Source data
▼
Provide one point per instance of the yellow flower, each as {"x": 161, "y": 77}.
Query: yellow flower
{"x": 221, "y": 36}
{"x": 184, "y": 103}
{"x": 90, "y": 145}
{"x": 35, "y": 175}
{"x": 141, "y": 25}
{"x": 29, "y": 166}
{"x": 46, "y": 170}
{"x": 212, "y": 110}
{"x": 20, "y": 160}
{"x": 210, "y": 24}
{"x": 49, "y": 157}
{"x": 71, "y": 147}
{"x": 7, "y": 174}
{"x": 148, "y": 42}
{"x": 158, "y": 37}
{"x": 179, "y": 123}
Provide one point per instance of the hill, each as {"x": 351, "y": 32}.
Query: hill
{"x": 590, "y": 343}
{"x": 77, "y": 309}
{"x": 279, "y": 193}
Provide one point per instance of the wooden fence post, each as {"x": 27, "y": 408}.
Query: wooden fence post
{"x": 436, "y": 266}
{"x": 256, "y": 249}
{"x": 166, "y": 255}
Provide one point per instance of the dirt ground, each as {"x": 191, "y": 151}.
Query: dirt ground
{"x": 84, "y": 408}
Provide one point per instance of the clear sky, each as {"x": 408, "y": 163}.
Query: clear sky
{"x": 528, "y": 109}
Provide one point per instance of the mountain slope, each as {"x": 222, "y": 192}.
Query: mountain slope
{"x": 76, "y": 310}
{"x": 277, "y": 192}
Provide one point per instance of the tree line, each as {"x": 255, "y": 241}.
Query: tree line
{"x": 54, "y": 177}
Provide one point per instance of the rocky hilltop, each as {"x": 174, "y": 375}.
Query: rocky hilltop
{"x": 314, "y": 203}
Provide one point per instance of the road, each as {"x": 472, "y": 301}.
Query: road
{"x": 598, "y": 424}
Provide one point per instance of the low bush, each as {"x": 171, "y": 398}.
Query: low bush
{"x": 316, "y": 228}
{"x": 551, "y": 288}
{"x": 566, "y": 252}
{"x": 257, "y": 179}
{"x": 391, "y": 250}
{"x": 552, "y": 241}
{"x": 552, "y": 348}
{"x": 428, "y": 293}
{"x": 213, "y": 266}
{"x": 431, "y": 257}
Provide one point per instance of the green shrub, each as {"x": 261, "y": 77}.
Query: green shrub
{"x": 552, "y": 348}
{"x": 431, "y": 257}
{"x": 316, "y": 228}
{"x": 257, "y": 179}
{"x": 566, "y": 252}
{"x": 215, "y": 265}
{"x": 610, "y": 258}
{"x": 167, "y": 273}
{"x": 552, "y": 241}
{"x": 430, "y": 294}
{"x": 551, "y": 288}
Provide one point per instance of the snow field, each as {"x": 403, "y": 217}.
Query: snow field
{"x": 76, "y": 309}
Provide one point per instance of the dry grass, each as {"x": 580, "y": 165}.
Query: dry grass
▲
To be done ::
Your task is to output exactly the lines running from the one with "Provide one point per instance of the low" through the final line of the material above, with both ends included.

Exercise result ::
Provide one point per instance of the low bush, each as {"x": 171, "y": 398}.
Query: low bush
{"x": 316, "y": 228}
{"x": 551, "y": 288}
{"x": 566, "y": 252}
{"x": 257, "y": 179}
{"x": 391, "y": 250}
{"x": 552, "y": 241}
{"x": 552, "y": 348}
{"x": 428, "y": 293}
{"x": 213, "y": 266}
{"x": 431, "y": 257}
Provide one point per instance of the green shrub, each as {"x": 261, "y": 77}.
Query: green shrub
{"x": 552, "y": 348}
{"x": 431, "y": 257}
{"x": 316, "y": 228}
{"x": 257, "y": 179}
{"x": 566, "y": 252}
{"x": 215, "y": 265}
{"x": 610, "y": 258}
{"x": 167, "y": 273}
{"x": 552, "y": 241}
{"x": 430, "y": 294}
{"x": 551, "y": 288}
Provide one point per instance of the snow field, each as {"x": 403, "y": 217}.
Query: snow field
{"x": 76, "y": 309}
Provide one point per instance of the dry grass, each as {"x": 580, "y": 165}.
Query: dry grass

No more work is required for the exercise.